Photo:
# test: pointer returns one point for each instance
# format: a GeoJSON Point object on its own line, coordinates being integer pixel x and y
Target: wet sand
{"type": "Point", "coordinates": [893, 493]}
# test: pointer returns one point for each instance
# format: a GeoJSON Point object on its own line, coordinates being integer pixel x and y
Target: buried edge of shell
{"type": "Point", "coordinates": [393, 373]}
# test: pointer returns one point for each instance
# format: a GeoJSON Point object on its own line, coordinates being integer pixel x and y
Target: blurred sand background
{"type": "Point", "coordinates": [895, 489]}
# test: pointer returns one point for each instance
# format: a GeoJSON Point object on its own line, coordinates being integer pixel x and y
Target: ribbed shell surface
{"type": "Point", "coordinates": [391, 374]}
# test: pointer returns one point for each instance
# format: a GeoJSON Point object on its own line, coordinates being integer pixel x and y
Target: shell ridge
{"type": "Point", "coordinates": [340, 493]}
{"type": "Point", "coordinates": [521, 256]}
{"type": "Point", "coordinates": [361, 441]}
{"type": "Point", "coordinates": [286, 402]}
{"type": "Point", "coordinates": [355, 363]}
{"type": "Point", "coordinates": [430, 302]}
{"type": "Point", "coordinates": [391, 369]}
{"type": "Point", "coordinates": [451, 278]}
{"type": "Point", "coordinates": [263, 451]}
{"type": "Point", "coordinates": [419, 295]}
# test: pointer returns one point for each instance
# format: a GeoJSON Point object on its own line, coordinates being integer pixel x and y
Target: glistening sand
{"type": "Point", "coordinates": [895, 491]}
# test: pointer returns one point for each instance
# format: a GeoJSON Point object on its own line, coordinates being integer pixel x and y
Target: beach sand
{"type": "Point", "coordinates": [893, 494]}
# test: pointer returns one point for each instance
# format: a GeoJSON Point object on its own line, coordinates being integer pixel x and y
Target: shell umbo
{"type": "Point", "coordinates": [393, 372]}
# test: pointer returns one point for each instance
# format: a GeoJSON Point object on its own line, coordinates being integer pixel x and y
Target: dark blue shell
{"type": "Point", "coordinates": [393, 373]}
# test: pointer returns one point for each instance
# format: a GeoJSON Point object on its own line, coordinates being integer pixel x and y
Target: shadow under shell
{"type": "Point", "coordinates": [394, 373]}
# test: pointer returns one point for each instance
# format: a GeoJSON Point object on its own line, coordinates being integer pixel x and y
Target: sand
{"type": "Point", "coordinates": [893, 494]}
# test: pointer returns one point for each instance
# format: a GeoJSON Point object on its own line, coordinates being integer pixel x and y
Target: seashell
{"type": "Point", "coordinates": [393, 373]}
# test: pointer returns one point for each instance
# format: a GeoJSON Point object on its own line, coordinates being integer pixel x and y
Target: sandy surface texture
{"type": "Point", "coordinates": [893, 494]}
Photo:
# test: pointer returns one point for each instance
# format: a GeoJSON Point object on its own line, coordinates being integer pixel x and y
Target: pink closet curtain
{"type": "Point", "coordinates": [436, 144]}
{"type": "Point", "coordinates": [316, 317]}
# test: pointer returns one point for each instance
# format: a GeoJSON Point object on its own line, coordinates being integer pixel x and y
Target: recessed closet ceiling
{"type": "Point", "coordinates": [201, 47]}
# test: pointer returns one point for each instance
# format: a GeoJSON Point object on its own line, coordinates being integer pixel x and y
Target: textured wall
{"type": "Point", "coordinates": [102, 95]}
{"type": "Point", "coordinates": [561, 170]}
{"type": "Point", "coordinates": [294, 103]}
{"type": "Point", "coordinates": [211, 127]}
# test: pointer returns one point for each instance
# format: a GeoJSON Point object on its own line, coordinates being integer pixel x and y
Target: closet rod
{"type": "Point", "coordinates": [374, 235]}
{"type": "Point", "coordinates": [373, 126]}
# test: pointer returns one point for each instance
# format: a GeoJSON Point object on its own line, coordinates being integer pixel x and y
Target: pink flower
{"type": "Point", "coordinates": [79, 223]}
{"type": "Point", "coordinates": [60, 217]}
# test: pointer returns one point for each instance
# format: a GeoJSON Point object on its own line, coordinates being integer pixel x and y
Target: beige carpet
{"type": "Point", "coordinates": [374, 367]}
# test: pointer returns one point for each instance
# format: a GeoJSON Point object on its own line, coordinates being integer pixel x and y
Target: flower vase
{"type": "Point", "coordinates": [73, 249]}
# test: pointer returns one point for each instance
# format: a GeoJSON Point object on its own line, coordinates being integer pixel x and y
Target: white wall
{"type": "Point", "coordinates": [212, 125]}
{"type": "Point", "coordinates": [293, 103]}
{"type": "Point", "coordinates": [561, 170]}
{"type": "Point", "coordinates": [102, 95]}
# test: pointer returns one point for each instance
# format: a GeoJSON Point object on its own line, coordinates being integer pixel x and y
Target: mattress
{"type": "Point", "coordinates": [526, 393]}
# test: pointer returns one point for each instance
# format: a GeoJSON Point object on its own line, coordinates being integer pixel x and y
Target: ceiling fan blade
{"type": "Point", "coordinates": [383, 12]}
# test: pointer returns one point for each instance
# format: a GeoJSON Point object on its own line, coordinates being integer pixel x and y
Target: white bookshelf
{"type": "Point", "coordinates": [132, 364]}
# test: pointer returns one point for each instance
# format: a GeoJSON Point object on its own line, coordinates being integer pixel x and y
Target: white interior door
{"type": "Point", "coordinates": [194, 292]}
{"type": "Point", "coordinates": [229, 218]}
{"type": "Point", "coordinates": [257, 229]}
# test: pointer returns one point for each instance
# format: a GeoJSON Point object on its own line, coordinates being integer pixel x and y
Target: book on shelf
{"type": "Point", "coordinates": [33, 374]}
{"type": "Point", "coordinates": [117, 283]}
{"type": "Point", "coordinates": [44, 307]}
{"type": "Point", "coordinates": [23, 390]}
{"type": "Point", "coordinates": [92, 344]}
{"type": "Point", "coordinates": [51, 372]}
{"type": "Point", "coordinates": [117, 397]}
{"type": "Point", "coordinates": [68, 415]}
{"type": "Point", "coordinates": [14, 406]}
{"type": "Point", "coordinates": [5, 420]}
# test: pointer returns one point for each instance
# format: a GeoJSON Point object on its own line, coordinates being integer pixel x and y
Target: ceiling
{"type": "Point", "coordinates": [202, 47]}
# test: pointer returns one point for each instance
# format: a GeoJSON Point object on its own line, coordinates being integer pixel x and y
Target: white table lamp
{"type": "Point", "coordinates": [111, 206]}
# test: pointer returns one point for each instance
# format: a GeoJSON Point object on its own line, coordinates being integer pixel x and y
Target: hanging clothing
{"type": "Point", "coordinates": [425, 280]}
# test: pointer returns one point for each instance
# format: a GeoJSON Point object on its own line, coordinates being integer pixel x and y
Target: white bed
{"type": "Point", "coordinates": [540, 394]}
_____
▶ WHAT NEEDS TO BE DONE: Print out the whole listing exactly as it appears.

▶ WRITTEN SOLUTION:
Photo:
# test: pointer returns one point for each instance
# format: a GeoJSON Point object on its own line, coordinates being integer pixel x and y
Target: wet sand
{"type": "Point", "coordinates": [893, 493]}
# test: pointer returns one point for each instance
# format: a GeoJSON Point object on its own line, coordinates being integer pixel x and y
Target: buried edge of shell
{"type": "Point", "coordinates": [393, 373]}
# test: pointer returns one point for each instance
# format: a GeoJSON Point object on its own line, coordinates being integer pixel x and y
Target: blurred sand background
{"type": "Point", "coordinates": [895, 489]}
# test: pointer returns one point for each instance
# format: a GeoJSON Point object on its own line, coordinates being integer pixel x and y
Target: ribbed shell surface
{"type": "Point", "coordinates": [391, 374]}
# test: pointer returns one point for each instance
# format: a GeoJSON Point object on its own line, coordinates being integer pixel x and y
Target: shell ridge
{"type": "Point", "coordinates": [340, 493]}
{"type": "Point", "coordinates": [521, 256]}
{"type": "Point", "coordinates": [361, 441]}
{"type": "Point", "coordinates": [286, 402]}
{"type": "Point", "coordinates": [355, 363]}
{"type": "Point", "coordinates": [430, 302]}
{"type": "Point", "coordinates": [391, 369]}
{"type": "Point", "coordinates": [451, 278]}
{"type": "Point", "coordinates": [263, 451]}
{"type": "Point", "coordinates": [419, 295]}
# test: pointer returns one point for each instance
# format: a GeoJSON Point object on its own line, coordinates being integer pixel x and y
Target: glistening sand
{"type": "Point", "coordinates": [895, 491]}
# test: pointer returns one point for each instance
# format: a GeoJSON Point object on its own line, coordinates being integer pixel x and y
Target: beach sand
{"type": "Point", "coordinates": [893, 494]}
# test: pointer returns one point for each instance
# format: a GeoJSON Point object on its own line, coordinates being integer pixel x and y
Target: shell umbo
{"type": "Point", "coordinates": [393, 372]}
# test: pointer returns one point for each instance
# format: a GeoJSON Point object on its own line, coordinates being integer pixel x and y
Target: dark blue shell
{"type": "Point", "coordinates": [393, 373]}
# test: pointer returns one point for each instance
# format: a GeoJSON Point object on its own line, coordinates being integer pixel x and y
Target: shadow under shell
{"type": "Point", "coordinates": [394, 373]}
# test: pointer returns one point for each instance
# format: a GeoJSON Point object on its own line, coordinates being integer pixel x and y
Target: sand
{"type": "Point", "coordinates": [893, 494]}
# test: pointer returns one point for each instance
# format: a GeoJSON Point object on its own line, coordinates being integer pixel x and y
Target: seashell
{"type": "Point", "coordinates": [393, 373]}
# test: pointer returns one point for each instance
# format: a GeoJSON Point object on its own line, coordinates being integer pixel x and y
Target: sandy surface texture
{"type": "Point", "coordinates": [893, 494]}
Photo:
# test: pointer returns one point for each instance
# format: a GeoJSON Point object on its own line, coordinates being integer pixel x and y
Target: pink closet curtain
{"type": "Point", "coordinates": [436, 144]}
{"type": "Point", "coordinates": [316, 317]}
# test: pointer returns one point for each instance
# format: a GeoJSON Point object on its own line, coordinates being integer pixel x and y
Target: recessed closet ceiling
{"type": "Point", "coordinates": [201, 47]}
# test: pointer returns one point for each instance
# format: a GeoJSON Point object on its own line, coordinates being integer pixel x and y
Target: textured wall
{"type": "Point", "coordinates": [102, 95]}
{"type": "Point", "coordinates": [561, 170]}
{"type": "Point", "coordinates": [294, 103]}
{"type": "Point", "coordinates": [211, 127]}
# test: pointer returns one point for each instance
# format: a GeoJSON Point object on its own line, coordinates being integer pixel x and y
Target: closet rod
{"type": "Point", "coordinates": [374, 235]}
{"type": "Point", "coordinates": [373, 126]}
# test: pointer returns one point for each instance
# format: a GeoJSON Point object on its own line, coordinates being integer pixel x and y
Target: pink flower
{"type": "Point", "coordinates": [79, 223]}
{"type": "Point", "coordinates": [60, 217]}
# test: pointer returns one point for each instance
# format: a GeoJSON Point object on its own line, coordinates being integer pixel x and y
Target: beige carpet
{"type": "Point", "coordinates": [374, 367]}
# test: pointer returns one point for each instance
# format: a GeoJSON Point object on its own line, coordinates being integer pixel x and y
Target: flower vase
{"type": "Point", "coordinates": [73, 249]}
# test: pointer returns one point for each instance
# format: a GeoJSON Point object on its own line, coordinates being integer pixel x and y
Target: white wall
{"type": "Point", "coordinates": [212, 125]}
{"type": "Point", "coordinates": [293, 103]}
{"type": "Point", "coordinates": [561, 170]}
{"type": "Point", "coordinates": [102, 95]}
# test: pointer returns one point for each instance
# format: a GeoJSON Point object on its own line, coordinates being integer pixel x and y
Target: mattress
{"type": "Point", "coordinates": [526, 393]}
# test: pointer returns one point for each instance
# format: a GeoJSON Point object on its own line, coordinates being integer pixel x and y
Target: ceiling fan blade
{"type": "Point", "coordinates": [383, 12]}
# test: pointer returns one point for each instance
# format: a GeoJSON Point object on its own line, coordinates being integer pixel x and y
Target: white bookshelf
{"type": "Point", "coordinates": [132, 364]}
# test: pointer returns one point for each instance
# format: a GeoJSON Point object on its own line, coordinates being integer pixel x and y
Target: white interior door
{"type": "Point", "coordinates": [194, 292]}
{"type": "Point", "coordinates": [229, 218]}
{"type": "Point", "coordinates": [257, 229]}
# test: pointer returns one point for each instance
# format: a GeoJSON Point object on its own line, coordinates being integer pixel x and y
Target: book on shelf
{"type": "Point", "coordinates": [33, 374]}
{"type": "Point", "coordinates": [117, 283]}
{"type": "Point", "coordinates": [44, 307]}
{"type": "Point", "coordinates": [23, 390]}
{"type": "Point", "coordinates": [92, 344]}
{"type": "Point", "coordinates": [51, 372]}
{"type": "Point", "coordinates": [117, 397]}
{"type": "Point", "coordinates": [68, 415]}
{"type": "Point", "coordinates": [14, 406]}
{"type": "Point", "coordinates": [5, 420]}
# test: pointer returns one point for each instance
# format: a GeoJSON Point object on its own line, coordinates being integer pixel x and y
Target: ceiling
{"type": "Point", "coordinates": [202, 47]}
# test: pointer returns one point for each instance
# format: a GeoJSON Point object on its own line, coordinates being integer pixel x and y
Target: white table lamp
{"type": "Point", "coordinates": [111, 206]}
# test: pointer returns one point for each instance
# format: a GeoJSON Point object on its own line, coordinates being integer pixel x and y
Target: hanging clothing
{"type": "Point", "coordinates": [425, 280]}
# test: pointer returns one point for each instance
# format: a GeoJSON Point object on its own line, coordinates being integer pixel x and y
Target: white bed
{"type": "Point", "coordinates": [540, 394]}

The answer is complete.